• **WHAT TO WORK ON**
Repeat exactly, and only, the lines from the one containing "Target: man in black vest" through the end of the records.

• **DATA SUPPLIED**
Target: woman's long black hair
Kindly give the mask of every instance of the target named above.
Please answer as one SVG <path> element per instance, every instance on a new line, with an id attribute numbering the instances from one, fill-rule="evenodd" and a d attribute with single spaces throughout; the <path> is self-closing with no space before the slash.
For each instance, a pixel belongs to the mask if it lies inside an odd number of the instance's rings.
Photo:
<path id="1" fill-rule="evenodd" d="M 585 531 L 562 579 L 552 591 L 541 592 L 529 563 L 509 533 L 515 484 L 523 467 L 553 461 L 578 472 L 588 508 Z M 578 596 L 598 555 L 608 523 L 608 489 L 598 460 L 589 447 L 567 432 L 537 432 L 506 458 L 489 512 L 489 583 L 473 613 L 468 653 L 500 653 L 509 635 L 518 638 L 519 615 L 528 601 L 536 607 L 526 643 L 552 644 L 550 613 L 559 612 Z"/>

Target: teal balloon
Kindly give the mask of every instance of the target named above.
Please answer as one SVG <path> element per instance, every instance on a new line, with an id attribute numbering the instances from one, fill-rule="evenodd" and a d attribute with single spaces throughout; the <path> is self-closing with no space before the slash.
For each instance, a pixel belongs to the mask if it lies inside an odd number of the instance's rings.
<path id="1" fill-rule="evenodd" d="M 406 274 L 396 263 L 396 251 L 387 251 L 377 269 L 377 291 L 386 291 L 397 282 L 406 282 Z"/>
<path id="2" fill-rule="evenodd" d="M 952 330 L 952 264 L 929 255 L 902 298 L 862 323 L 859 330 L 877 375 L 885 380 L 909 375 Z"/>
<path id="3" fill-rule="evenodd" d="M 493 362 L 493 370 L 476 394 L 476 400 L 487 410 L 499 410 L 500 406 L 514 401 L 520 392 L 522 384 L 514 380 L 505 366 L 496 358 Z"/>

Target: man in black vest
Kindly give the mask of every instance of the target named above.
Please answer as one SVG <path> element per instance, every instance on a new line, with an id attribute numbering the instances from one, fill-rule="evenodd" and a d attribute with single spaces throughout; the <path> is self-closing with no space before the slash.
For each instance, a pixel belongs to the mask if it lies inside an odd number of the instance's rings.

• **RIGHT ANSWER**
Target: man in black vest
Kindly give the mask of every instance of the target named above.
Please answer as one SVG <path> element per instance, every instance on a new line, with an id attribute numbering the instances from one, fill-rule="evenodd" and a d attribute with single spaces throughout; the <path> is self-closing with no space before the slash.
For each instance, a pixel belongs to the mask if it lies inside an odd number of the instance's rings.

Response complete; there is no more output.